**ASSIGNMENT**: An unchanged copy of each entry below is needed; keep the pictures out of it.

Referring expression data:
####

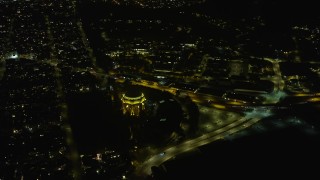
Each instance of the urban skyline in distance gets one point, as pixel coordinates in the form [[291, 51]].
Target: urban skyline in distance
[[158, 89]]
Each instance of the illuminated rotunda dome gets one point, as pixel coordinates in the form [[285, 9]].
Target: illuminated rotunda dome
[[132, 103]]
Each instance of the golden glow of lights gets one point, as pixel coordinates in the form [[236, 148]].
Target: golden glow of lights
[[219, 106], [133, 105]]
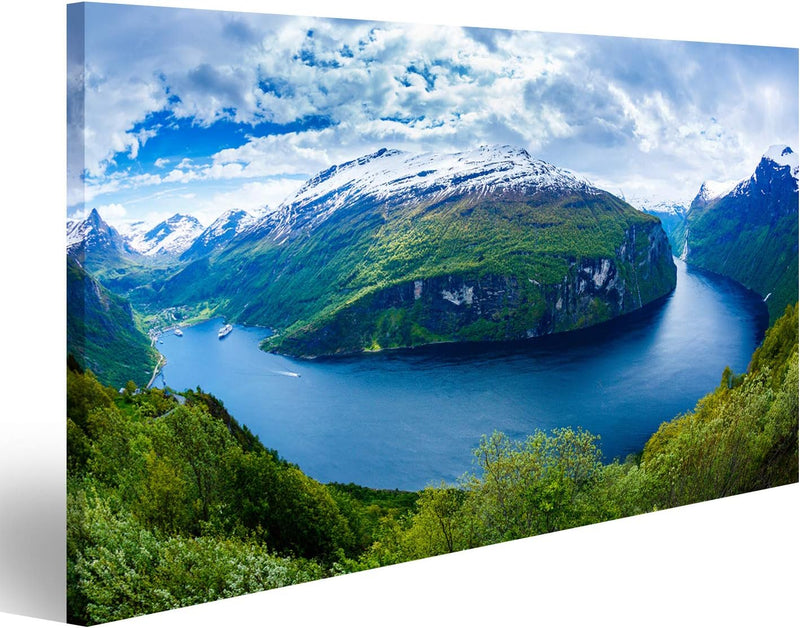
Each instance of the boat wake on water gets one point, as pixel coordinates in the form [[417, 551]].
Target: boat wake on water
[[287, 373]]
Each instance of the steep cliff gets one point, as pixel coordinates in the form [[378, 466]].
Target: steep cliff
[[474, 307], [396, 250]]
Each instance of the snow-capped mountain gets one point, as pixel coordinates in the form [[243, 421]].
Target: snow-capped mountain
[[750, 233], [220, 232], [168, 238], [710, 191], [397, 177], [94, 239]]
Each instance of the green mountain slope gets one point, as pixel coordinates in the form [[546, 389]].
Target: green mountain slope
[[396, 271], [102, 334], [750, 234]]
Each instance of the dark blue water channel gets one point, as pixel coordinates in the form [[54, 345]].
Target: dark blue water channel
[[405, 419]]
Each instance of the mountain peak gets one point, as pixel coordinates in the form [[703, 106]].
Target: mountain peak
[[782, 156]]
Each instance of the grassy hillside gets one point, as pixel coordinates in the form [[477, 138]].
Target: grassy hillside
[[171, 502], [102, 333], [355, 259], [751, 236]]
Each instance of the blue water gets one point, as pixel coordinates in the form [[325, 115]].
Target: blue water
[[405, 419]]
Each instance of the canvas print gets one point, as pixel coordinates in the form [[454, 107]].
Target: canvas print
[[344, 294]]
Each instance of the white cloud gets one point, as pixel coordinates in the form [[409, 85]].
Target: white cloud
[[610, 107], [113, 212]]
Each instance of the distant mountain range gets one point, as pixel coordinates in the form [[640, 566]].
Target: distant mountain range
[[749, 232], [397, 249], [102, 333]]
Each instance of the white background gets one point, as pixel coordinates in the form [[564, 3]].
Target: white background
[[729, 562]]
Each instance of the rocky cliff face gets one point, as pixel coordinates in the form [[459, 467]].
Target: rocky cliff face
[[459, 307]]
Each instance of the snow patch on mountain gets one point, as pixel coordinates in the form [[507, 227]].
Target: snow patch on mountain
[[711, 190], [652, 206], [168, 238], [399, 177], [782, 155]]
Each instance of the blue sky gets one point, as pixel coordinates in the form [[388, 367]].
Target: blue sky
[[201, 111]]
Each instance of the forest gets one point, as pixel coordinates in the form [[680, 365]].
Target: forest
[[172, 502]]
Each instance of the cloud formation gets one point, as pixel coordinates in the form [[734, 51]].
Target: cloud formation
[[259, 97]]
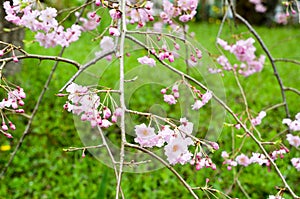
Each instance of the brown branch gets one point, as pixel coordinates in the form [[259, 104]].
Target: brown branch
[[227, 108], [287, 60], [187, 186], [43, 57], [271, 59], [71, 149]]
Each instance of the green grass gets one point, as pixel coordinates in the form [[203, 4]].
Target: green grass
[[42, 170]]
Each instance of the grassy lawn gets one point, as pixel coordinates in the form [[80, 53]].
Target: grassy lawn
[[42, 170]]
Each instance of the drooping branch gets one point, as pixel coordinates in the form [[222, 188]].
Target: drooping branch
[[226, 107], [271, 59], [186, 185], [43, 57]]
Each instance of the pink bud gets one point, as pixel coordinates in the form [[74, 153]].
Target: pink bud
[[106, 113], [176, 46], [4, 127], [193, 58], [171, 58], [118, 112], [214, 145], [140, 24], [20, 111], [151, 18], [153, 51], [207, 180], [12, 126], [164, 47], [15, 59], [192, 162], [213, 166], [176, 94], [175, 88], [163, 91], [8, 135], [21, 102], [98, 2], [114, 119], [14, 105], [199, 53], [60, 95], [93, 14]]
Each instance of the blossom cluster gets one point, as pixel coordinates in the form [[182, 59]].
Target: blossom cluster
[[244, 51], [293, 125], [185, 10], [257, 121], [49, 32], [259, 7], [244, 160], [176, 143], [173, 96], [87, 104], [200, 99], [11, 103]]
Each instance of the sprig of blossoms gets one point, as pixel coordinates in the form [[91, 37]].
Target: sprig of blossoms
[[259, 7], [185, 10], [48, 31], [176, 143], [11, 103], [244, 51], [86, 104]]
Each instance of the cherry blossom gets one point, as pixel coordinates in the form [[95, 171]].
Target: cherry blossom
[[293, 125], [243, 160], [177, 150], [170, 99], [147, 60], [257, 121], [244, 51], [296, 163], [146, 136], [293, 140]]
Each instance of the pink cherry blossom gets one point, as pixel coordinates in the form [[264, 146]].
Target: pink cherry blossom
[[296, 163], [146, 136], [243, 160], [177, 150], [147, 60], [293, 140], [170, 99], [197, 105]]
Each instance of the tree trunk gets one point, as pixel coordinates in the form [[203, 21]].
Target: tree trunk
[[14, 37]]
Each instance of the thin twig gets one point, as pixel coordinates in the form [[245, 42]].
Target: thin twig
[[187, 186], [227, 108], [71, 149], [271, 59], [111, 157], [43, 57], [287, 60], [292, 89], [37, 105], [122, 93]]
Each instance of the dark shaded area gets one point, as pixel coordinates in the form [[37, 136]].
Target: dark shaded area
[[15, 36], [247, 10]]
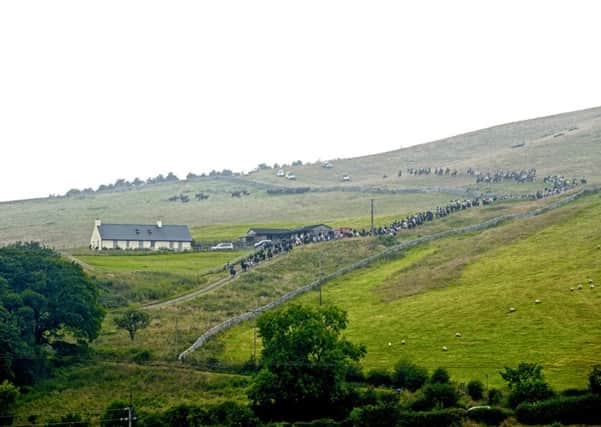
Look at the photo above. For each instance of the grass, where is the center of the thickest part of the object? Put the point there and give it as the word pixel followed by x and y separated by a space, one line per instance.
pixel 139 278
pixel 89 388
pixel 467 284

####

**SOLUTION TO THIS PROBLEM**:
Each instance of the urban skyline in distance gets one point, as pixel coordinates in the form [[291, 51]].
Target: urban skyline in distance
[[158, 89]]
Each instance of the illuminated rotunda dome gets one point, as pixel coordinates in the form [[285, 9]].
Target: illuminated rotunda dome
[[132, 103]]
Each instance of the golden glow of lights gets one point, as pixel coordinates in the form [[236, 148]].
Target: golden glow of lights
[[219, 106], [133, 105]]
Each instance of the boat wake on water gets one point, as pixel coordinates in the form [[417, 551]].
Target: boat wake on water
[[287, 373]]
Each instance of the steep cliff gets one point, as pixel coordinates in the form [[378, 466]].
Target: steep cliff
[[474, 307], [396, 250]]
Each instance of the snow-capped mountain gets one point, as pixel coordinates in the form [[243, 421]].
Target: snow-capped mountain
[[750, 233], [220, 232], [168, 238], [710, 191], [397, 177], [94, 239]]
Each instance of the green mountain slope gets one point, as pixel coordinates in the form [[546, 389]].
Target: green mountain slope
[[396, 271], [102, 334], [750, 234]]
Each instance of the dark blue water channel gets one point, as pixel coordinates in the form [[54, 345]].
Target: dark blue water channel
[[405, 419]]
Each instance of the mountain peak gets one point, as pixel coordinates in the form [[703, 106]].
Target: mountain peak
[[782, 156]]
Each instance of the grassy hillside gets one point, as pixel coordinates in the form [[477, 138]].
Target: grassy hillside
[[171, 502], [102, 333], [355, 259], [751, 236]]
Each instance of the blue water gets one point, as pixel coordinates in the form [[325, 115]].
Target: blue water
[[405, 419]]
Each instance of the canvas print gets one point, as pixel coordinates in the form [[454, 107]].
Target: canvas print
[[344, 294]]
Each instance of the white cloud gets one point, as pixel coordinates in the form [[409, 85]].
Target: white cloud
[[610, 107], [113, 212]]
Each instance of the distant mountain range gets one point, as pixel coordinates in the form [[640, 566]].
Target: distant mountain range
[[749, 232], [397, 249], [102, 333]]
Each instance of the white background gets one point, as pixel coordinates in the form [[564, 3]].
Target: white background
[[729, 562]]
Each instance of the rocky cliff face gets one point, as pixel coordinates in the form [[459, 467]].
Target: rocky cliff face
[[459, 307]]
Each instance of the snow patch on mountain gets one point, as pixel coordinates in the form [[507, 227]].
Target: snow patch on mountain
[[711, 190], [652, 206], [168, 238], [399, 177], [782, 155]]
Each instance of the blue sky gets one point, as pixel coordinates in the form [[388, 367]].
Target: blue sky
[[201, 111]]
Each instance of the forest gets one point, as pixel coordinates in the form [[680, 365]].
Target: forest
[[172, 502]]
Each instance of the cloud formation gets one point, as pixel coordinates in the form [[734, 51]].
Target: cloud formation
[[259, 97]]
Each instance of the brown branch gets one point, as pixel coordinates in the form [[259, 104]].
Target: brown branch
[[227, 108], [287, 60], [187, 186], [43, 57], [271, 59], [71, 149]]
Each instance of the green grass gets one point, as pixel coordinates in the form [[203, 4]].
Target: green grass
[[42, 170]]
Each instance of the grassy lawn gets one point, as pixel coordinates in the form [[80, 53]].
Target: grassy lawn
[[42, 170]]
Each instance of the drooping branch gets one point, as pixel coordinates in the form [[222, 188]].
Target: drooping branch
[[226, 107], [271, 59], [186, 185], [43, 57]]
Each instance of the pink bud gets one point, as pixel coordinates in the form [[74, 153]].
Target: pink bud
[[106, 113], [176, 46], [4, 127], [193, 58], [171, 58], [118, 112], [214, 145], [140, 24], [20, 111], [151, 18], [153, 51], [207, 180], [12, 126], [164, 47], [15, 59], [192, 162], [213, 166], [176, 94], [175, 88], [163, 91], [8, 135], [21, 102], [98, 2], [114, 119], [14, 105], [199, 53], [60, 95], [93, 14]]
Each instance of the blossom cluster gets one point, as pixel coordinates in the form [[182, 59]].
Target: blossom cluster
[[244, 51], [293, 125], [185, 10], [257, 121], [49, 32], [259, 7], [244, 160], [176, 143], [173, 96], [87, 104], [200, 99], [11, 103]]
Each instance of the sprig of blossoms gets one point, as pixel coordinates in the form [[91, 37]].
Target: sprig of blossoms
[[259, 7], [185, 10], [48, 31], [176, 143], [11, 103], [244, 51], [86, 104]]
Each instance of the cherry blossom gets one point, as pixel coordinates in the form [[95, 171]].
Target: cherry blossom
[[293, 125], [243, 160], [177, 150], [170, 99], [147, 60], [257, 121], [244, 51], [296, 163], [146, 136], [293, 140]]
Each instance of the pink cherry blossom gets one point, as pixel coordinates in the form [[264, 146]].
Target: pink cherry blossom
[[296, 163], [146, 136], [243, 160], [177, 150], [147, 60], [293, 140], [170, 99], [197, 105]]
Each instance of the tree trunk gets one point, as pixel coordinates in the form [[203, 21]].
Target: tree trunk
[[14, 37]]
Each instance of the thin twig gets one point, as pixel coordinates in the form [[245, 42]].
Target: thin twig
[[187, 186], [227, 108], [71, 149], [271, 59], [111, 157], [43, 57], [287, 60], [292, 89], [37, 105], [122, 93]]
Each instance of the dark shaded area gets one point, as pixel coordinates in the form [[37, 136]].
Target: dark shaded area
[[15, 36], [247, 10]]
Look at the photo above. For each instance of the grass, where is the center of the thickest part of the object? Put the point there and give it as the word pixel followed by x and y separated by a space, one line per instance.
pixel 139 278
pixel 89 388
pixel 467 284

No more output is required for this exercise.